**WORK ORDER**
Line by line, please look for the word "drawing" in the following records, then copy each line you find it in.

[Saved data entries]
*** Block opens ***

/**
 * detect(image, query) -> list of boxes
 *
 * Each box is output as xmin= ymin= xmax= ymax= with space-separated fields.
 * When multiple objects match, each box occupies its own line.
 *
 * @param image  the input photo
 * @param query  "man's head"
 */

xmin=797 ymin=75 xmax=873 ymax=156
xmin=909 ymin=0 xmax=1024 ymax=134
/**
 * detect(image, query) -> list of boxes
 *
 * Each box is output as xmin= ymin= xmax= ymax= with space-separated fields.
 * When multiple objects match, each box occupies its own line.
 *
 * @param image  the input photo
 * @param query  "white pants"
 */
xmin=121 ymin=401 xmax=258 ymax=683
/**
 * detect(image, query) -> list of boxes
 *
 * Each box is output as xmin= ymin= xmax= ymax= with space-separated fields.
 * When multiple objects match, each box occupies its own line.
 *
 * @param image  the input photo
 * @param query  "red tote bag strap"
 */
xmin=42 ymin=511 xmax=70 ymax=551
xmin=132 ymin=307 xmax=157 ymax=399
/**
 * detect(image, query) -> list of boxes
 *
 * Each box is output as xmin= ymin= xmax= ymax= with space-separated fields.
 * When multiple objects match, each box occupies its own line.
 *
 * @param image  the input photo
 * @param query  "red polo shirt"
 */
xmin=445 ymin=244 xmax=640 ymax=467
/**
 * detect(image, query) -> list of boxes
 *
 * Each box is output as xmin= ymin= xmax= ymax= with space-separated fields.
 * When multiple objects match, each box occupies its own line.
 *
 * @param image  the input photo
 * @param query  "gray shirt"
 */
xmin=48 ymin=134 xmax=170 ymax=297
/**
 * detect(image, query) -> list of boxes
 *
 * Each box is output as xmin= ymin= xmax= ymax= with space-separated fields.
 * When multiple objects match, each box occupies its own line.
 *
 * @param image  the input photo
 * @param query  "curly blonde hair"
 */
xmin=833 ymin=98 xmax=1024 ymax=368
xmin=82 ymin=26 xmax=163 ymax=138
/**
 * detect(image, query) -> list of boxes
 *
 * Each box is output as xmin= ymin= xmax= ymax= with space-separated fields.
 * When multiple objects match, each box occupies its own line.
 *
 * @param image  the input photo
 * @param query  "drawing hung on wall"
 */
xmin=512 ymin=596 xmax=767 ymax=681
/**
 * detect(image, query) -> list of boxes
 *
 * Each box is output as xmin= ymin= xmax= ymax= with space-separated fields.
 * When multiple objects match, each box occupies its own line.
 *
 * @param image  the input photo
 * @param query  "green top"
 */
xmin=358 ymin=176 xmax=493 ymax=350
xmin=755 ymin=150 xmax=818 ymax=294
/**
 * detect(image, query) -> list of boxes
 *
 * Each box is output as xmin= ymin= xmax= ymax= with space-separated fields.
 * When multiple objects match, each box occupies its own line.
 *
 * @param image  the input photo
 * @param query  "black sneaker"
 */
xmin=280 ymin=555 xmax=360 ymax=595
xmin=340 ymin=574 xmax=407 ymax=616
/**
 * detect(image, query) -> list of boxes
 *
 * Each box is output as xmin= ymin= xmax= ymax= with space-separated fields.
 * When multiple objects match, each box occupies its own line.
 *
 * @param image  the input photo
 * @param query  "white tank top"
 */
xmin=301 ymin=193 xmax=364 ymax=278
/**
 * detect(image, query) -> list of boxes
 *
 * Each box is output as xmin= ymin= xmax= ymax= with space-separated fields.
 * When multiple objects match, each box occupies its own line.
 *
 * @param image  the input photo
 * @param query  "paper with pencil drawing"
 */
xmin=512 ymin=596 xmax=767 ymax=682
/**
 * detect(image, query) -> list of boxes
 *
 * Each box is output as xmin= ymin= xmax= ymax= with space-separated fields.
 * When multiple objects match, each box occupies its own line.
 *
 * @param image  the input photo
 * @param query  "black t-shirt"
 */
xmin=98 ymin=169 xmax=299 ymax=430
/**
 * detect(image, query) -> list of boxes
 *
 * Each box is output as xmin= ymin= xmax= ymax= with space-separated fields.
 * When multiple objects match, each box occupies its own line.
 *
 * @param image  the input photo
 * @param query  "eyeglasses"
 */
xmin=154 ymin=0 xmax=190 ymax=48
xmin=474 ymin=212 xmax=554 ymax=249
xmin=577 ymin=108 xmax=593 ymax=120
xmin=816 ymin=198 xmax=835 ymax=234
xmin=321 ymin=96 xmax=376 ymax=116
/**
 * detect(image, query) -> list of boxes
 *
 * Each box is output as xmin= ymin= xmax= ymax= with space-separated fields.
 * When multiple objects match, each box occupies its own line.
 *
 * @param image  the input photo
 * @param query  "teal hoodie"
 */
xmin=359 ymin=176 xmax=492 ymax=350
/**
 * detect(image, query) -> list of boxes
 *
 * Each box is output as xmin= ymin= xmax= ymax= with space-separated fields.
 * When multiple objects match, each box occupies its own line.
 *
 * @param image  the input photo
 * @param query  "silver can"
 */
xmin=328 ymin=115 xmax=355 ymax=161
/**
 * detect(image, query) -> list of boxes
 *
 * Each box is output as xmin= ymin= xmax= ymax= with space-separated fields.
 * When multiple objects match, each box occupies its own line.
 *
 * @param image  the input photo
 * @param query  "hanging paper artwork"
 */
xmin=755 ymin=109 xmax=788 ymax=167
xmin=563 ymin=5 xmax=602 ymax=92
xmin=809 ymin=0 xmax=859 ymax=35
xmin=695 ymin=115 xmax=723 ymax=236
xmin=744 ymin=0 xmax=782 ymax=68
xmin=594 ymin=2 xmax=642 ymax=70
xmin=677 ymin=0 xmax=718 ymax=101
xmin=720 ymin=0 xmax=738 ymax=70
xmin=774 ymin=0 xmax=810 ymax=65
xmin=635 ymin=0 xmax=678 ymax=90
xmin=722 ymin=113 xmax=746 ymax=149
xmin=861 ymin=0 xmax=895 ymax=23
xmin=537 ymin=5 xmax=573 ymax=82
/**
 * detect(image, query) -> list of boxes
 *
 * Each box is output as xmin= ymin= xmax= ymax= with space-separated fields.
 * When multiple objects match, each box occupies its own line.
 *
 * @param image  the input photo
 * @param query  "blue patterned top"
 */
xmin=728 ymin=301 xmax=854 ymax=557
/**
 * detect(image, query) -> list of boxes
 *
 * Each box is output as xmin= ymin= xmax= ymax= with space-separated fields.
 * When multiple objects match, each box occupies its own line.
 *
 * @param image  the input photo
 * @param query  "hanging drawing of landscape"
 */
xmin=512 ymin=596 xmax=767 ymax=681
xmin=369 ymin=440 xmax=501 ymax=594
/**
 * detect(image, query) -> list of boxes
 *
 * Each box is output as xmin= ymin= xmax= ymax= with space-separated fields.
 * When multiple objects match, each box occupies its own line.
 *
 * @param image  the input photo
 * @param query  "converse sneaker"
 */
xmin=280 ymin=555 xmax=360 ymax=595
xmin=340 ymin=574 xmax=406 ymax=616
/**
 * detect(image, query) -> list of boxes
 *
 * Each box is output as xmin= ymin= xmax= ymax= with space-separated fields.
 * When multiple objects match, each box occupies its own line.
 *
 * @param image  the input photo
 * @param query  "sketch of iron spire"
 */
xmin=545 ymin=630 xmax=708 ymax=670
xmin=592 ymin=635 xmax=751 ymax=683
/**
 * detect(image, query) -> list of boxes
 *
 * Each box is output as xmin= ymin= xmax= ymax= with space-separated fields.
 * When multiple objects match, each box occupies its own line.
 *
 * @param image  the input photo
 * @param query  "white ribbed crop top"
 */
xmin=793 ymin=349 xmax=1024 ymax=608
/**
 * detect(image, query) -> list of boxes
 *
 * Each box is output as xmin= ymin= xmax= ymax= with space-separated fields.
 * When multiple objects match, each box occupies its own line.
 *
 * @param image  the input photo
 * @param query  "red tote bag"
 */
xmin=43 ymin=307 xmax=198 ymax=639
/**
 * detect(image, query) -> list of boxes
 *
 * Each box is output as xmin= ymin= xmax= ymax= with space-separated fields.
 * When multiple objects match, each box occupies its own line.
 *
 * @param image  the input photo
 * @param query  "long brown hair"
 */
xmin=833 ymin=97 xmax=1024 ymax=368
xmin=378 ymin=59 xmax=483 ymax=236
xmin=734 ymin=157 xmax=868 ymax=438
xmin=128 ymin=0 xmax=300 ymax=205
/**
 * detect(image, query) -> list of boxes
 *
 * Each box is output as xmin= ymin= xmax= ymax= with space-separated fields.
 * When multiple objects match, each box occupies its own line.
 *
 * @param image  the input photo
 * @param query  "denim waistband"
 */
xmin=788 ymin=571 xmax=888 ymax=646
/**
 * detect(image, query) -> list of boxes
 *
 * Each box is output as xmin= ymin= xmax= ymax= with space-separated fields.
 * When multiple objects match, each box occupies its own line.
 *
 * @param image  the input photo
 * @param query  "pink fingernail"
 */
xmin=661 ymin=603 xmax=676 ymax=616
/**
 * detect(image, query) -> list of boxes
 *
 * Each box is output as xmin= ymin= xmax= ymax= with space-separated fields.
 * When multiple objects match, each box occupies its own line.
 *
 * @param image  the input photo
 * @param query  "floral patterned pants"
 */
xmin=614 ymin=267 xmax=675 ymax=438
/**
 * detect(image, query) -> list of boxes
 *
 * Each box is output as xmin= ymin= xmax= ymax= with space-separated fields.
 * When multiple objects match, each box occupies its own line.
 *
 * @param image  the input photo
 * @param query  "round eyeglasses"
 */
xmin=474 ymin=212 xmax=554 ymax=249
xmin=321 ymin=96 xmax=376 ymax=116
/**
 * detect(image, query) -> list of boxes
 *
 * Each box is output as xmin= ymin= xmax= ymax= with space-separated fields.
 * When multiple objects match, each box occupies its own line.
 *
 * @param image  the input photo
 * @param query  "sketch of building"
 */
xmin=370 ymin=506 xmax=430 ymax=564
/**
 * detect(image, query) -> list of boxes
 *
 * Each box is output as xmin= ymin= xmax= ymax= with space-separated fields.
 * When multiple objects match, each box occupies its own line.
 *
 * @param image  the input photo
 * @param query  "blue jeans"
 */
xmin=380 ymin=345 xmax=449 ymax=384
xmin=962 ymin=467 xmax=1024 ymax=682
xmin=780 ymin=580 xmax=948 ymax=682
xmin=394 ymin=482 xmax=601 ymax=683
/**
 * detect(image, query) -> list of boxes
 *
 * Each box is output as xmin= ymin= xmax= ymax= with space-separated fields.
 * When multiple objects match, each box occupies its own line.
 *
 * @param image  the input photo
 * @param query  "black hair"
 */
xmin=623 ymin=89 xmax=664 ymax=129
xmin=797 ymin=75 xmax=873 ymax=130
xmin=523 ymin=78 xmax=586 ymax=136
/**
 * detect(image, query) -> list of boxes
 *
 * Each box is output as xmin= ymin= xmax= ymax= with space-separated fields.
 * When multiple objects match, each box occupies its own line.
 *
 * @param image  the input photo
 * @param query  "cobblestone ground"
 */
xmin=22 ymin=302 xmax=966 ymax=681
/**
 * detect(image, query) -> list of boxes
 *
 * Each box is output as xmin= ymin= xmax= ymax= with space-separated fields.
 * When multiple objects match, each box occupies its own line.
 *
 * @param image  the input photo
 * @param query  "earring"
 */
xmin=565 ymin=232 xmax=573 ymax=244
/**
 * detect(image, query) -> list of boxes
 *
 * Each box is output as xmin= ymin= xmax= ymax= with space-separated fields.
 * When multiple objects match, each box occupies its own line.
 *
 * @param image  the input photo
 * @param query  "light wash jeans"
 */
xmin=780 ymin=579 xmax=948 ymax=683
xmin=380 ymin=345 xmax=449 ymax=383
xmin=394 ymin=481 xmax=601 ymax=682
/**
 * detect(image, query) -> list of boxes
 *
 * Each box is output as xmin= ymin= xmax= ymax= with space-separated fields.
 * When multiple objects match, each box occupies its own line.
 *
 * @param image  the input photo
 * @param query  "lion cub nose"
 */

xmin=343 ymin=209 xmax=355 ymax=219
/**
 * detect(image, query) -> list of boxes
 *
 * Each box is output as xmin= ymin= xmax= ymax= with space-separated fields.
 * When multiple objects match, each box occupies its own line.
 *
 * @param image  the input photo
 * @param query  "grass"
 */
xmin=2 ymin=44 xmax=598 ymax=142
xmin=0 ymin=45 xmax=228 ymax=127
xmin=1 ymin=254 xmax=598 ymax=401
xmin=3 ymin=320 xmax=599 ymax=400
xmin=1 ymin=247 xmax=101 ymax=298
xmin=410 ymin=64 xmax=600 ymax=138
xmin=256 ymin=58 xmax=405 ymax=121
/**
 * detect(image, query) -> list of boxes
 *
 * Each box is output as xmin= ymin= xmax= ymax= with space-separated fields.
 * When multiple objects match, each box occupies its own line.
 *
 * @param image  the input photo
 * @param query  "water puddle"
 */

*** Block closes ***

**RESULT**
 * @param query  "drawing hung on wall"
 * @param query  "paper with pencil drawing"
 * @param query  "hanging drawing of landscape"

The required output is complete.